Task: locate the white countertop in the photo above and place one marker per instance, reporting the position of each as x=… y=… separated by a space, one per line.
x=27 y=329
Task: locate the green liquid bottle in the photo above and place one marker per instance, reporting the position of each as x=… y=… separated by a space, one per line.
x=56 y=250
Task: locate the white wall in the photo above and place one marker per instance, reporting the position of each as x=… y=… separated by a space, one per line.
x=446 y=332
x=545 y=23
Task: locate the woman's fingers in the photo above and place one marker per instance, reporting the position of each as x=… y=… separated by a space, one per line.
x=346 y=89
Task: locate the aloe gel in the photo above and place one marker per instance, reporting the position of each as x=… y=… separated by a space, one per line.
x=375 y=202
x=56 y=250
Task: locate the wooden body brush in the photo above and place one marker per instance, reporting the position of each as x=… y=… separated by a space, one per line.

■ **About this exercise**:
The entries are to be transcribed exactly, each line in full.

■ **Answer below**:
Task: locate the white countertop in the photo above and place one marker per instance, reporting the position of each as x=… y=… separated by a space, one per line.
x=27 y=329
Task: locate the green liquid bottle in the photo above and place one marker per instance, reporting the position of each as x=… y=… separated by a space, one per line.
x=56 y=250
Task: locate the white wall in the photo above and place one marker per instance, reporting the position of each as x=… y=… separated by a space, one per line.
x=446 y=332
x=545 y=23
Task: locate the woman's fingers in the photo above and place one marker per instance, reporting the position of each as x=… y=… separated by a space, one per line.
x=346 y=89
Task: locate the aloe gel in the photo above and place one marker per instance, reporting the position of each as x=… y=… separated by a space, one per line.
x=375 y=202
x=56 y=250
Task: locate the wooden body brush in the photo above and place one marker per instance, reporting the position of each as x=… y=… separated by a space, one per line.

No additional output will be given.